[Location identification entries]
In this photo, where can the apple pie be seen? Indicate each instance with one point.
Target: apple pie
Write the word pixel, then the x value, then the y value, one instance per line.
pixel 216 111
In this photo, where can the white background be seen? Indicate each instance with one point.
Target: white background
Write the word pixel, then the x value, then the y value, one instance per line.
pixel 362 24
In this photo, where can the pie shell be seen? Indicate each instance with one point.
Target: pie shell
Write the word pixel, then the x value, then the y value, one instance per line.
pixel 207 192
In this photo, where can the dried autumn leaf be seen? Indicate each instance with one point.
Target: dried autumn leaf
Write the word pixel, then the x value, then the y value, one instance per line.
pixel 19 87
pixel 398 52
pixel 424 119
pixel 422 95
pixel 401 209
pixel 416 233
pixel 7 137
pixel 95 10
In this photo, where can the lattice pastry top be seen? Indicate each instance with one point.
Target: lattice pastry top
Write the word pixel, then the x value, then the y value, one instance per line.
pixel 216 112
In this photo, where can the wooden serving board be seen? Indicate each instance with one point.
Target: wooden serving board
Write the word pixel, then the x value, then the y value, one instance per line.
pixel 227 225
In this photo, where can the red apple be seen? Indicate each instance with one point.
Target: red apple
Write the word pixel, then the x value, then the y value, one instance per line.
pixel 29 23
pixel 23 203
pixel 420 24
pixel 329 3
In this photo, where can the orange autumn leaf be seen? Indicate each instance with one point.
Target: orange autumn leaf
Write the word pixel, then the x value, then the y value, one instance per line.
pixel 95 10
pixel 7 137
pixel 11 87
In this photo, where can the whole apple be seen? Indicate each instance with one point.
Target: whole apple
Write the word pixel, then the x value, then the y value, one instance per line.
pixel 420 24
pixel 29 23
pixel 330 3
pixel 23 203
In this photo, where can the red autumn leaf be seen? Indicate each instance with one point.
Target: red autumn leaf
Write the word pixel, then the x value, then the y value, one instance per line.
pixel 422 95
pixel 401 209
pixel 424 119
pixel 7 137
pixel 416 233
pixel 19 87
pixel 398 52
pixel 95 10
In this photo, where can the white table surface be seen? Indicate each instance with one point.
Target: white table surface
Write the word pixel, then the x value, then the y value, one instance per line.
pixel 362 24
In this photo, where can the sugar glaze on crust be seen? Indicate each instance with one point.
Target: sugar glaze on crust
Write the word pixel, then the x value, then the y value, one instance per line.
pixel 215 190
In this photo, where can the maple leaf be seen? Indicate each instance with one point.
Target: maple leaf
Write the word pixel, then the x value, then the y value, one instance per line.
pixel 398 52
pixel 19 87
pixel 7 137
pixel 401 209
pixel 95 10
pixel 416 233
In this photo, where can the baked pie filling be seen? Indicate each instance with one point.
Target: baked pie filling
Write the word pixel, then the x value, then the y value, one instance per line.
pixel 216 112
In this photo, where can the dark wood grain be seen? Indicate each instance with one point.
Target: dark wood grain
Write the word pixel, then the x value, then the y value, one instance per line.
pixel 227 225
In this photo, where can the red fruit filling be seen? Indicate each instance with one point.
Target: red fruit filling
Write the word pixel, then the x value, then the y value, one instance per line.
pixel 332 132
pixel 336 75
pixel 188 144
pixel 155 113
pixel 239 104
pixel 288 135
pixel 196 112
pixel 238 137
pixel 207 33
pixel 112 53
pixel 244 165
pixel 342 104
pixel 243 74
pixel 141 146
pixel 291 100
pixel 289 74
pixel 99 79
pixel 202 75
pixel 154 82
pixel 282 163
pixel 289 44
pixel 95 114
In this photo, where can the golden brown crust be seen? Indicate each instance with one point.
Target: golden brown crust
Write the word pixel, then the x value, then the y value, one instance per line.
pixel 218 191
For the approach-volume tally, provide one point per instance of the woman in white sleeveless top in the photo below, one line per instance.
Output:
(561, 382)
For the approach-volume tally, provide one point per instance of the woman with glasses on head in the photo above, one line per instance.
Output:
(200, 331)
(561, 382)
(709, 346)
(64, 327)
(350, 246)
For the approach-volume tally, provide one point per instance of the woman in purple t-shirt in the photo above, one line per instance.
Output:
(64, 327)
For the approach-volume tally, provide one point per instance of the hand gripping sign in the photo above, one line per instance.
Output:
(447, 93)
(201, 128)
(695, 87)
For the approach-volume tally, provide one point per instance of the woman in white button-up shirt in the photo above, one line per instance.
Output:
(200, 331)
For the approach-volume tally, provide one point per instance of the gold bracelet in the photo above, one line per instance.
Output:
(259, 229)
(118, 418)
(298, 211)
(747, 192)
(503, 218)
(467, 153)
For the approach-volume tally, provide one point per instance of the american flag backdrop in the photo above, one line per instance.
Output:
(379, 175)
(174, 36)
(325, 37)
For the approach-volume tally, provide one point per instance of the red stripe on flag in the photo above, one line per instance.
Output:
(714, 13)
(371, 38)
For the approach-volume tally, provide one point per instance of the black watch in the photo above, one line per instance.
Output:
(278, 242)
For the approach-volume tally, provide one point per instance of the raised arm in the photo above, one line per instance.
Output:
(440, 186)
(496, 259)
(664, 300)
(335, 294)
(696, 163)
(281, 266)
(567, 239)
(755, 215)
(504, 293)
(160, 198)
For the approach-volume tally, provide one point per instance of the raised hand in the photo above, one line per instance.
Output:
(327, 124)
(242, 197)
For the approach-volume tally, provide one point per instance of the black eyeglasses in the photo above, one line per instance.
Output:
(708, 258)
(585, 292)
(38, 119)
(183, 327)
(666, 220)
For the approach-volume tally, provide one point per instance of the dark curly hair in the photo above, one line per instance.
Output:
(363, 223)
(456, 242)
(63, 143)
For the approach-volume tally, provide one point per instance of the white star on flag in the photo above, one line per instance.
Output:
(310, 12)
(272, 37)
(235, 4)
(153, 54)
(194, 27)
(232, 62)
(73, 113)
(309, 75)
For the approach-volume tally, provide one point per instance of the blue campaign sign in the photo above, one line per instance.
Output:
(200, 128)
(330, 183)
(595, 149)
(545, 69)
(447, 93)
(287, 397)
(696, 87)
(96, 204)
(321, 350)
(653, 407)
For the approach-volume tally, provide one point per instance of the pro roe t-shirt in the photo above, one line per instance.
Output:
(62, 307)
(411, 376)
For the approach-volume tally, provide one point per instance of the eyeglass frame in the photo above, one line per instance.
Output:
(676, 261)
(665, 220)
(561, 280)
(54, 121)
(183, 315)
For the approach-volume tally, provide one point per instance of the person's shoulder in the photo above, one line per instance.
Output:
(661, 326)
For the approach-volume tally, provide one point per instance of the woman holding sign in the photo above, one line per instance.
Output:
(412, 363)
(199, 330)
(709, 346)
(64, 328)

* **WHAT YOU WILL DO**:
Copy every one of the records above, word for word, without changing anything.

* **EXERCISE RESPONSE**:
In this photo, where can the apple pie be seen? Indicate each instance with one point.
Target: apple pie
Write the word pixel, then the x value, then the y value, one instance per line.
pixel 216 111
In this photo, where can the white background be seen? Indicate each instance with one point.
Target: white background
Write the word pixel, then the x value, then the y value, one instance per line.
pixel 362 24
In this photo, where can the pie shell be seen? Indicate each instance with one point.
Target: pie shell
Write the word pixel, then the x value, then the y value, one instance per line.
pixel 207 192
In this photo, where can the dried autumn leaf be seen? Indicate each instance with one point.
Target: dried autumn leaf
Write the word pixel, then the x value, then the y value, one instance per line.
pixel 19 87
pixel 398 52
pixel 424 119
pixel 422 95
pixel 401 209
pixel 416 233
pixel 7 137
pixel 95 10
In this photo, where can the lattice pastry top be seen? Indicate each instance with one point.
Target: lattice pastry top
Write the word pixel, then the x value, then the y value, one instance per line.
pixel 216 112
In this photo, where can the wooden serving board be seen? Indicate each instance with one point.
Target: wooden serving board
Write the word pixel, then the x value, then the y value, one instance per line.
pixel 227 225
In this photo, where can the red apple be seen? Indicate each instance with one point.
Target: red apple
Write the word pixel, then the x value, then the y value, one instance per line.
pixel 29 23
pixel 23 203
pixel 420 24
pixel 329 3
In this photo, where can the orange autumn leaf be seen? Indicate each instance with one point.
Target: orange autumn leaf
Write the word pixel, then the x value, then the y value, one instance per line.
pixel 95 10
pixel 7 137
pixel 11 87
In this photo, where can the whole apple be seen? Indicate each instance with one point.
Target: whole apple
Write the word pixel, then the x value, then the y value, one instance per line.
pixel 420 24
pixel 29 23
pixel 330 3
pixel 23 203
In this photo, where can the red autumn leaf be seen? Indicate each instance with one point.
Target: red autumn leaf
Write the word pixel, then the x value, then the y value, one instance per line.
pixel 422 95
pixel 401 209
pixel 424 119
pixel 7 137
pixel 416 233
pixel 19 87
pixel 398 52
pixel 95 10
In this photo, where can the white table surface be seen? Indicate each instance with one point.
Target: white table surface
Write the word pixel, then the x value, then the y value, one instance per line.
pixel 362 24
In this photo, where can the sugar glaze on crust be seen? Indicate each instance with one point.
Target: sugar glaze on crust
Write the word pixel, then the x value, then the y value, one instance per line.
pixel 215 190
In this photo, where can the maple leaf be seen? Indicate each instance with one point.
Target: maple leaf
Write the word pixel, then the x value, then the y value, one instance per line.
pixel 398 52
pixel 19 87
pixel 7 137
pixel 401 209
pixel 95 10
pixel 416 233
In this photo, where can the baked pie filling be seen? Indicate each instance with one point.
Target: baked pie filling
Write the word pixel, then the x value, then the y value, one instance per line.
pixel 216 112
In this photo, where can the dark wood grain be seen? Indicate each instance with one point.
Target: dark wood grain
Write the word pixel, then the x value, then the y value, one instance per line.
pixel 227 225
In this photo, where can the red fruit filling be seen? Indicate each instance with one point.
Target: red fruit filling
Write the word pixel, then the x value, then the y value, one instance per line.
pixel 332 132
pixel 336 75
pixel 188 144
pixel 155 113
pixel 239 104
pixel 288 135
pixel 196 112
pixel 238 137
pixel 207 33
pixel 112 53
pixel 244 165
pixel 342 104
pixel 243 74
pixel 141 146
pixel 291 100
pixel 289 74
pixel 99 79
pixel 202 75
pixel 154 82
pixel 282 163
pixel 289 44
pixel 95 114
In this photo, where can the golden brown crust be seen? Indicate each instance with one point.
Target: golden brown crust
Write the word pixel, then the x value, then the y value, one instance per line.
pixel 218 191
For the approach-volume tally, provide one point per instance of the woman in white sleeveless top in the photo below, one line per instance.
Output:
(561, 382)
For the approach-volume tally, provide one point per instance of the woman with glasses on head in the photo above, one line per instance.
Output:
(200, 331)
(561, 382)
(709, 346)
(64, 327)
(350, 246)
For the approach-volume tally, provide one point per instance of the woman in purple t-shirt in the photo above, one line per instance.
Output:
(64, 327)
For the approach-volume tally, provide one point per instance of the hand gripping sign in the photo above, one line per instance.
Output:
(447, 93)
(201, 128)
(695, 87)
For the approach-volume tally, provide one point per instance of the woman in white button-up shirt in the photo above, one line per instance.
Output:
(200, 331)
For the approach-volume tally, provide one point per instance of the gold bracelet in the photo above, one line per instance.
Output:
(259, 229)
(118, 418)
(298, 211)
(747, 192)
(503, 218)
(467, 153)
For the approach-volume tally, provide one point per instance of the american flag backdrop in the photo above, one line per instance.
Output:
(379, 175)
(174, 36)
(325, 37)
For the approach-volume tally, provide one point per instance of the red stripe on flag in the photo above, one line per instance.
Output:
(714, 13)
(371, 38)
For the approach-volume tally, provide one point per instance of the black watch in the photo above, one line per instance.
Output:
(278, 242)
For the approach-volume tally, provide one point per instance of the raised arm in the photo above, one line per instance.
Output:
(440, 186)
(496, 259)
(664, 300)
(335, 294)
(696, 163)
(281, 266)
(567, 239)
(755, 215)
(504, 293)
(160, 198)
For the approach-volume tally, provide one point per instance of the raised hand in the photo above, one line per instance.
Output:
(327, 124)
(242, 197)
For the approach-volume tally, provide one point per instance of the black eyeglasses in the photo above, one line per instance.
Output:
(708, 258)
(585, 292)
(38, 119)
(183, 327)
(666, 220)
For the approach-volume tally, provide one point per instance of the dark curly hair in the photo above, one line per instance.
Output:
(363, 223)
(456, 242)
(63, 143)
For the approach-volume tally, provide one point per instance of the white star on flag in the photo above, one line per instance.
Output:
(310, 12)
(272, 37)
(235, 4)
(153, 54)
(194, 27)
(232, 62)
(73, 113)
(309, 75)
For the approach-volume tally, provide one point per instance of the blue campaign sign in the photo above, one line per instance.
Output:
(200, 128)
(330, 183)
(595, 149)
(545, 69)
(447, 93)
(287, 397)
(696, 87)
(96, 204)
(321, 350)
(653, 407)
For the approach-volume tally, provide one point per instance of the pro roe t-shirt in the photo above, one line per instance.
Output:
(62, 307)
(411, 376)
For the approach-volume tally, provide one point per instance of the eyeglass frame in the photo above, one line per instance.
Output:
(676, 261)
(665, 220)
(561, 280)
(54, 121)
(183, 315)
For the approach-volume tally, provide one point per instance of the person's shoulder in the photo above, one line per instance.
Output:
(661, 326)
For the approach-volume tally, provide one point per instance of the woman holding sign in the photo above, one line per instance.
Output:
(412, 363)
(199, 330)
(709, 346)
(64, 328)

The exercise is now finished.